Region labeling records

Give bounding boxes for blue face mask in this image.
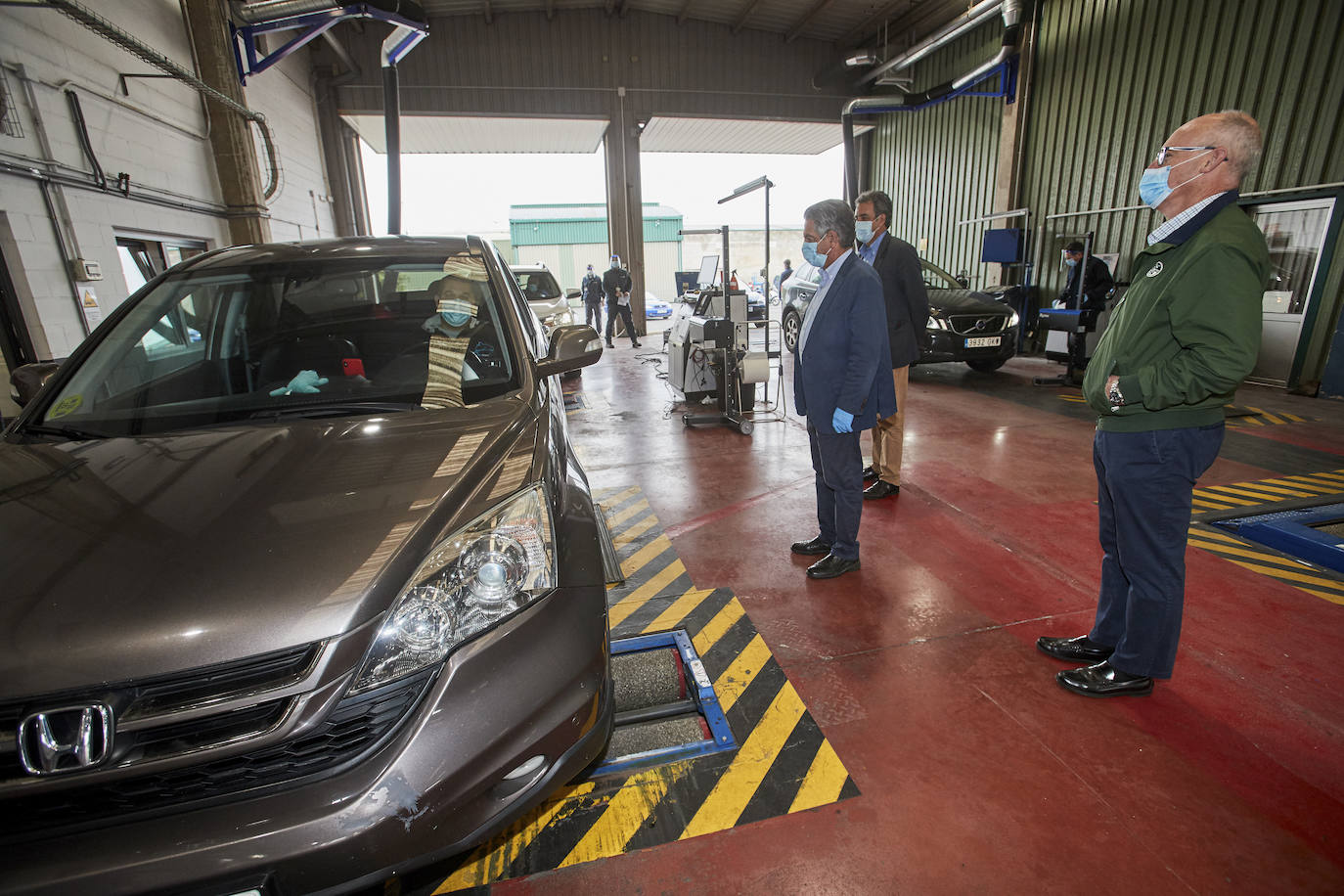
[802,237,827,267]
[1139,149,1211,208]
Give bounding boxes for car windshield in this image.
[919,258,963,289]
[514,270,560,302]
[40,252,518,435]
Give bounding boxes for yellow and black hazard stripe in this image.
[1189,522,1344,605]
[1194,470,1344,515]
[434,489,859,893]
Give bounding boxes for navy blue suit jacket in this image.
[793,252,896,434]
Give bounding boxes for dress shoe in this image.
[789,535,830,558]
[1055,659,1153,697]
[863,479,901,501]
[1036,634,1115,662]
[808,554,859,579]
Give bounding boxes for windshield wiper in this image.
[247,402,421,421]
[21,424,112,442]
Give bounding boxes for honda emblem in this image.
[19,702,112,775]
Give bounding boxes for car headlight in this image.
[349,485,557,694]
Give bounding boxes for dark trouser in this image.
[606,298,640,345]
[1088,424,1223,679]
[808,426,863,560]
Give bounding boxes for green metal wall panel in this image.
[871,22,1003,284]
[873,0,1344,384]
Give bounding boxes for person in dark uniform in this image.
[853,190,928,501]
[603,255,640,348]
[579,265,603,334]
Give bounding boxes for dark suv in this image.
[0,237,614,893]
[783,259,1017,374]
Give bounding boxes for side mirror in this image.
[10,361,61,407]
[536,324,603,378]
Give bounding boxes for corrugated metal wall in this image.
[874,0,1344,392]
[871,21,1003,284]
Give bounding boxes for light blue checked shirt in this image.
[798,248,853,359]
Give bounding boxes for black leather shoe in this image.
[1036,634,1115,663]
[1055,659,1153,697]
[789,535,830,558]
[863,479,901,501]
[808,554,859,579]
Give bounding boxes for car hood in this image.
[527,295,570,321]
[0,398,536,699]
[928,289,1012,314]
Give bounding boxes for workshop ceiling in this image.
[341,115,606,155]
[421,0,969,48]
[640,115,873,156]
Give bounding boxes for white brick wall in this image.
[0,0,335,357]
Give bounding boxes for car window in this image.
[42,252,525,435]
[514,270,560,301]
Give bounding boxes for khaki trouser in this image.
[873,367,910,485]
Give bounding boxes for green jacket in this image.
[1083,191,1270,432]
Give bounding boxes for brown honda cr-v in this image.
[0,237,614,896]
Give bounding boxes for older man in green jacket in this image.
[1036,112,1270,697]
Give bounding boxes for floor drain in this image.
[1211,504,1344,572]
[593,629,738,775]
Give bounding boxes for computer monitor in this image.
[696,255,719,289]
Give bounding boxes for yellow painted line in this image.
[557,762,691,868]
[621,535,672,579]
[434,782,593,896]
[789,740,849,813]
[1189,539,1311,569]
[606,560,686,629]
[608,514,658,548]
[691,598,746,657]
[679,681,805,839]
[714,636,770,712]
[644,589,720,634]
[1194,485,1264,507]
[1229,559,1344,598]
[606,498,650,529]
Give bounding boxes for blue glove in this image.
[270,371,328,396]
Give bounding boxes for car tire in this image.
[781,312,802,352]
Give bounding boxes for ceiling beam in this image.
[784,0,836,43]
[733,0,761,33]
[836,0,913,47]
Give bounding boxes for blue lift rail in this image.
[593,629,738,777]
[1210,504,1344,572]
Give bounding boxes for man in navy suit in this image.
[791,199,896,579]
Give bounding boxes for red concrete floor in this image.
[529,349,1344,896]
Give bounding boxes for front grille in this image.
[0,669,435,841]
[948,313,1008,336]
[0,644,321,785]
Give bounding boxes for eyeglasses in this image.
[1156,147,1218,166]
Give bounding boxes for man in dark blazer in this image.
[853,190,928,501]
[791,199,896,579]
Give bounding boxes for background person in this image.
[1036,112,1270,697]
[853,190,928,501]
[790,199,896,579]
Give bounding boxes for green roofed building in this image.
[508,202,682,299]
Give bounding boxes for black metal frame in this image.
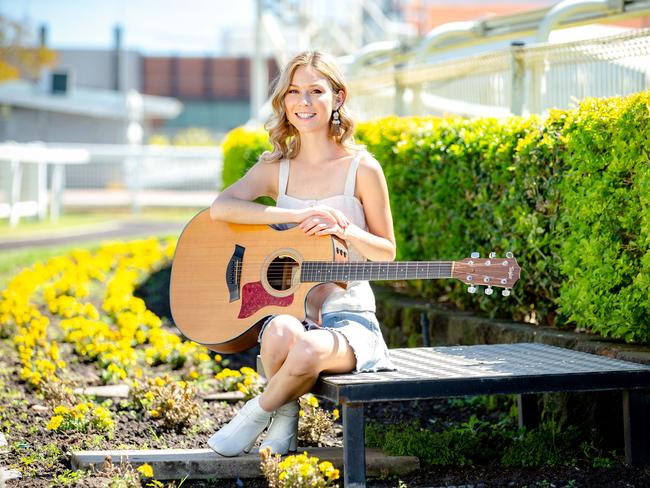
[312,344,650,488]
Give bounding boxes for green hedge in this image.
[224,92,650,343]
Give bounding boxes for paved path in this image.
[0,220,185,251]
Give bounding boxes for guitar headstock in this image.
[451,252,521,296]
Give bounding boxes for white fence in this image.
[0,143,222,225]
[350,29,650,119]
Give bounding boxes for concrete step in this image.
[74,383,244,402]
[72,447,420,480]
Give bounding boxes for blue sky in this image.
[0,0,253,54]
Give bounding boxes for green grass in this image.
[0,208,200,241]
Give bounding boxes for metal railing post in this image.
[510,41,526,115]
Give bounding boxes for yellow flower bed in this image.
[260,449,340,488]
[0,238,215,387]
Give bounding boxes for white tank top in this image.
[276,151,375,313]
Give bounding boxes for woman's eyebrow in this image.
[289,83,324,88]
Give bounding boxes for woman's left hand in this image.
[298,215,346,239]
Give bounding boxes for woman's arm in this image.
[344,156,397,261]
[300,156,396,261]
[210,162,349,228]
[210,162,296,224]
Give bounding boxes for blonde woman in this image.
[208,52,395,456]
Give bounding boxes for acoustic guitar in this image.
[170,209,520,353]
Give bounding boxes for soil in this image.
[0,340,650,488]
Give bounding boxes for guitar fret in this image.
[300,261,452,283]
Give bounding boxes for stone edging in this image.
[373,286,650,364]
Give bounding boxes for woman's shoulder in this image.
[359,149,382,173]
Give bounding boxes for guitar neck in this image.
[300,261,454,283]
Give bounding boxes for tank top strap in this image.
[343,151,363,197]
[278,159,289,197]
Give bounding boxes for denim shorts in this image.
[257,310,397,373]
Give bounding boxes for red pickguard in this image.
[238,281,293,319]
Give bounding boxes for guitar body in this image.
[170,209,347,353]
[169,209,520,353]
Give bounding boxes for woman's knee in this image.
[284,335,323,376]
[261,315,305,356]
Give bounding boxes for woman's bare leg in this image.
[259,329,356,412]
[260,315,305,380]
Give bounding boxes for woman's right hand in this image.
[296,205,350,229]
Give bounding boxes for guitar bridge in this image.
[226,244,245,302]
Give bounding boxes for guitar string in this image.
[229,261,507,286]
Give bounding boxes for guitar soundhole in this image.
[266,256,299,291]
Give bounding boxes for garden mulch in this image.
[0,340,650,488]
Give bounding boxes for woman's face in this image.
[284,66,342,133]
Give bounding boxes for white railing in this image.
[0,143,222,225]
[345,0,650,119]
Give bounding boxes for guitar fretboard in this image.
[300,261,453,283]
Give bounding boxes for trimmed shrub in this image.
[215,91,650,343]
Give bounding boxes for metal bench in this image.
[304,344,650,488]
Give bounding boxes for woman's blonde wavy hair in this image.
[260,51,362,162]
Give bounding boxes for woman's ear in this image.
[334,90,345,110]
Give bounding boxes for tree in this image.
[0,15,56,83]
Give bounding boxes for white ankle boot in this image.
[260,400,300,455]
[208,397,271,457]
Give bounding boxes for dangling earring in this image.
[332,108,341,125]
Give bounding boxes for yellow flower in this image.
[138,463,153,478]
[47,415,63,430]
[299,464,311,477]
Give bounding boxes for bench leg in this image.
[623,390,650,466]
[517,394,539,430]
[343,402,366,488]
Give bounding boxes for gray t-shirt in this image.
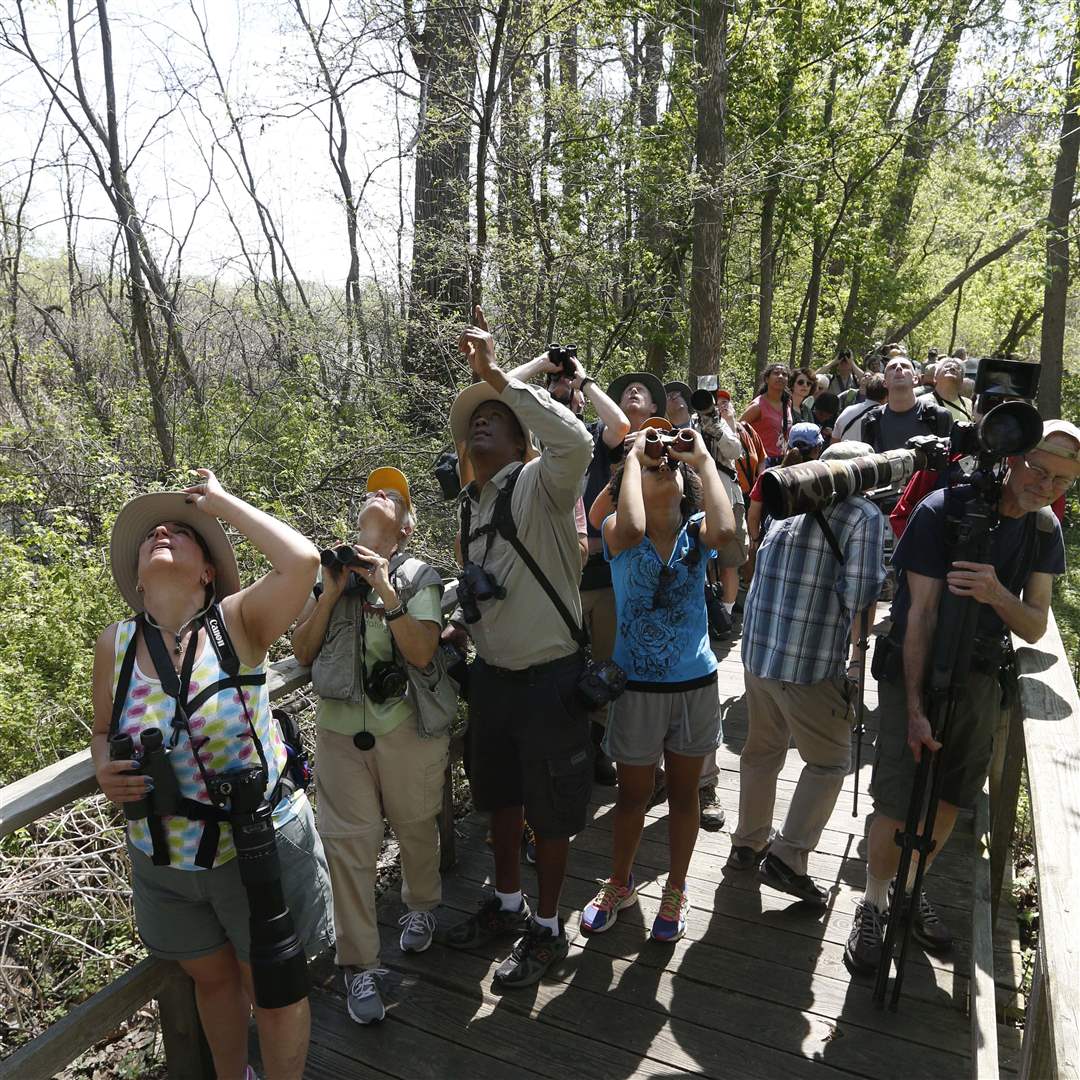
[863,399,953,454]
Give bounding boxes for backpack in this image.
[735,422,768,496]
[862,399,953,454]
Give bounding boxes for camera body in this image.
[578,660,626,708]
[458,563,507,623]
[548,345,578,379]
[364,660,408,705]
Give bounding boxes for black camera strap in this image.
[488,464,590,656]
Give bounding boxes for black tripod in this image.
[874,477,1002,1010]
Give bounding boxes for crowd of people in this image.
[92,321,1080,1080]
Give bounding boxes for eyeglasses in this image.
[652,566,675,611]
[1024,458,1076,491]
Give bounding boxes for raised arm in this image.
[672,431,735,548]
[594,431,645,555]
[187,469,319,665]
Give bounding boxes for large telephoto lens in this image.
[230,802,311,1009]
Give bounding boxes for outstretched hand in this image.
[184,469,225,517]
[458,303,498,380]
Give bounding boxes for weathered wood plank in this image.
[1016,612,1080,1078]
[0,748,97,836]
[969,786,999,1080]
[0,959,164,1080]
[0,657,311,836]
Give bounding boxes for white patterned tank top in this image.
[112,619,295,870]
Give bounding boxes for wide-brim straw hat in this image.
[109,491,240,611]
[608,372,665,416]
[450,382,540,487]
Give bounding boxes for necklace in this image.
[144,608,208,657]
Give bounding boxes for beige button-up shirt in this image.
[461,379,593,671]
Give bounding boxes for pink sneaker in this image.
[581,874,637,934]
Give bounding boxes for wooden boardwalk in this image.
[307,608,1020,1080]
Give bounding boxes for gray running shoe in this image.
[345,968,390,1024]
[843,899,888,975]
[397,912,438,953]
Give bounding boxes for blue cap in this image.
[787,420,825,449]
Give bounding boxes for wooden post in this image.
[158,962,217,1080]
[1020,940,1056,1080]
[990,705,1024,926]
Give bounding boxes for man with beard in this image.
[446,307,592,988]
[510,352,630,787]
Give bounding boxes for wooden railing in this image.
[0,615,1080,1080]
[0,657,310,1080]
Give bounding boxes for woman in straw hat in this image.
[92,469,333,1080]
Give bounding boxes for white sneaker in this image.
[397,912,438,953]
[345,968,390,1024]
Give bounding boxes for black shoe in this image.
[724,843,769,870]
[889,881,953,953]
[590,720,619,787]
[843,899,888,975]
[757,854,826,906]
[698,784,727,833]
[444,896,532,948]
[495,920,570,988]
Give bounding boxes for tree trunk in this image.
[403,0,480,386]
[689,0,729,386]
[1039,19,1080,417]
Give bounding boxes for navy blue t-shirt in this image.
[892,485,1065,638]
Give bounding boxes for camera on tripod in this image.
[206,765,310,1009]
[458,563,507,624]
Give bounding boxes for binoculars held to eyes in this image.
[548,345,578,379]
[645,428,693,467]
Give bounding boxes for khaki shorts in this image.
[604,676,720,765]
[716,502,750,570]
[870,672,1001,821]
[127,792,334,963]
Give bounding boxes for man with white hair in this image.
[845,420,1080,973]
[933,356,972,421]
[728,442,885,904]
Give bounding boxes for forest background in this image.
[0,0,1080,1067]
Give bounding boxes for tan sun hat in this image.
[450,382,540,461]
[109,491,240,611]
[1036,420,1080,461]
[367,465,413,510]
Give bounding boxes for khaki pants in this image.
[315,720,449,968]
[581,586,616,728]
[731,672,851,874]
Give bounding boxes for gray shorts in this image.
[127,793,334,963]
[604,678,720,765]
[870,672,1001,821]
[716,502,750,570]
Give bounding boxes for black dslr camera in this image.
[548,345,578,379]
[578,660,626,708]
[458,563,507,623]
[364,660,408,705]
[206,765,310,1009]
[319,543,372,600]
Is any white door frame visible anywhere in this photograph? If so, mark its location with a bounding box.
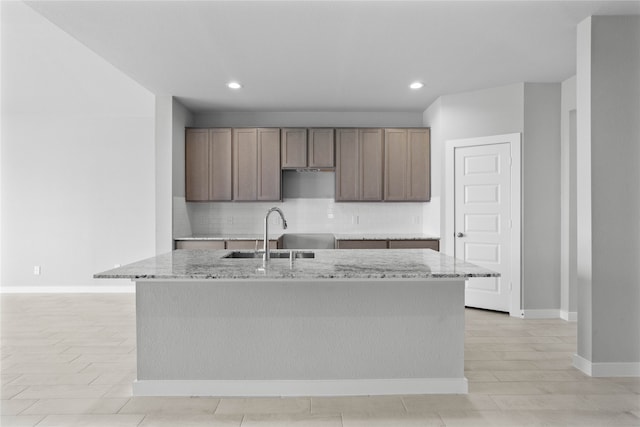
[441,133,524,317]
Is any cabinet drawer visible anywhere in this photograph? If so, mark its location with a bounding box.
[389,240,440,251]
[336,240,387,249]
[176,240,224,249]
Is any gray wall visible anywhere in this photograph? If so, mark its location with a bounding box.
[522,83,561,310]
[577,16,640,375]
[560,76,578,320]
[193,111,422,127]
[424,83,560,310]
[1,2,155,291]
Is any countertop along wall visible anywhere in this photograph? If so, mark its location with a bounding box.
[186,112,440,237]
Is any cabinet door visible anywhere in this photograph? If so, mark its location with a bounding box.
[256,129,282,200]
[280,129,307,169]
[406,129,431,202]
[233,129,258,200]
[209,128,233,200]
[185,129,209,202]
[308,129,335,168]
[336,129,360,201]
[384,129,408,200]
[359,129,384,201]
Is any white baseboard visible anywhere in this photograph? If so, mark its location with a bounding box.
[0,283,136,294]
[133,378,469,397]
[522,309,560,319]
[573,354,640,377]
[560,310,578,322]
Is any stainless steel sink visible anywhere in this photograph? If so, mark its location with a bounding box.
[222,251,316,259]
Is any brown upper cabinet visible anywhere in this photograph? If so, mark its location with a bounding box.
[384,129,431,202]
[335,129,384,201]
[281,128,335,169]
[185,128,232,202]
[233,128,281,201]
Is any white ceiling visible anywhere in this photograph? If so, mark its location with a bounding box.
[27,1,640,112]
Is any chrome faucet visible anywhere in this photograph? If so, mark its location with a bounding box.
[262,207,287,261]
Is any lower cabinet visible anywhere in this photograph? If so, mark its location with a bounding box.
[336,239,440,251]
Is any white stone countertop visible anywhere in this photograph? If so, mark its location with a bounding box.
[174,233,440,240]
[334,233,440,240]
[173,233,282,240]
[94,249,499,280]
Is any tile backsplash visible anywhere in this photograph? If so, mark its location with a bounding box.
[180,198,439,237]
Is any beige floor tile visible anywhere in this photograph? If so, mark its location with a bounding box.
[464,360,536,371]
[91,372,136,385]
[464,371,499,383]
[0,385,27,399]
[439,409,548,427]
[469,381,548,395]
[14,384,111,399]
[80,363,136,376]
[11,374,98,385]
[65,345,135,354]
[311,396,406,414]
[402,394,499,412]
[342,412,444,427]
[465,336,568,345]
[242,414,343,427]
[0,399,37,415]
[3,353,80,364]
[536,380,630,394]
[499,351,574,362]
[537,410,640,427]
[21,399,129,415]
[0,294,640,427]
[103,384,133,398]
[119,397,219,414]
[140,414,242,427]
[464,350,503,361]
[0,415,44,427]
[491,394,640,412]
[492,370,585,381]
[216,397,311,414]
[38,414,144,427]
[3,362,89,374]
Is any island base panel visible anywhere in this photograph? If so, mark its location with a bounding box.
[134,279,467,396]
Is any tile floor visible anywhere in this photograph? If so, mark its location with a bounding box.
[0,294,640,427]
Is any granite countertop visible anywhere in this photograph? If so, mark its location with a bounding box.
[94,249,499,280]
[174,233,440,240]
[334,233,440,240]
[174,233,282,240]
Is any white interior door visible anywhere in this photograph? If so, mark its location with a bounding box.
[454,143,512,312]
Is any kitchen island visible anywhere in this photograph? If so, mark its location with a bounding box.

■ What is required ■
Rewrite the lines from the one containing "Is any tile floor" through the one containing "[174,233,282,240]", inclusive, replacing "granite countertop" with "marble countertop" and leaving everything else unchanged.

■ Answer to the exercise ■
Is any tile floor visible anywhere in this photograph? If so, mark its location with a bounding box.
[0,294,640,427]
Is any marble countertop visible anywhere in this photograph? If so, mark its location with a bounding box.
[94,249,499,280]
[174,233,440,240]
[334,233,440,240]
[174,233,282,240]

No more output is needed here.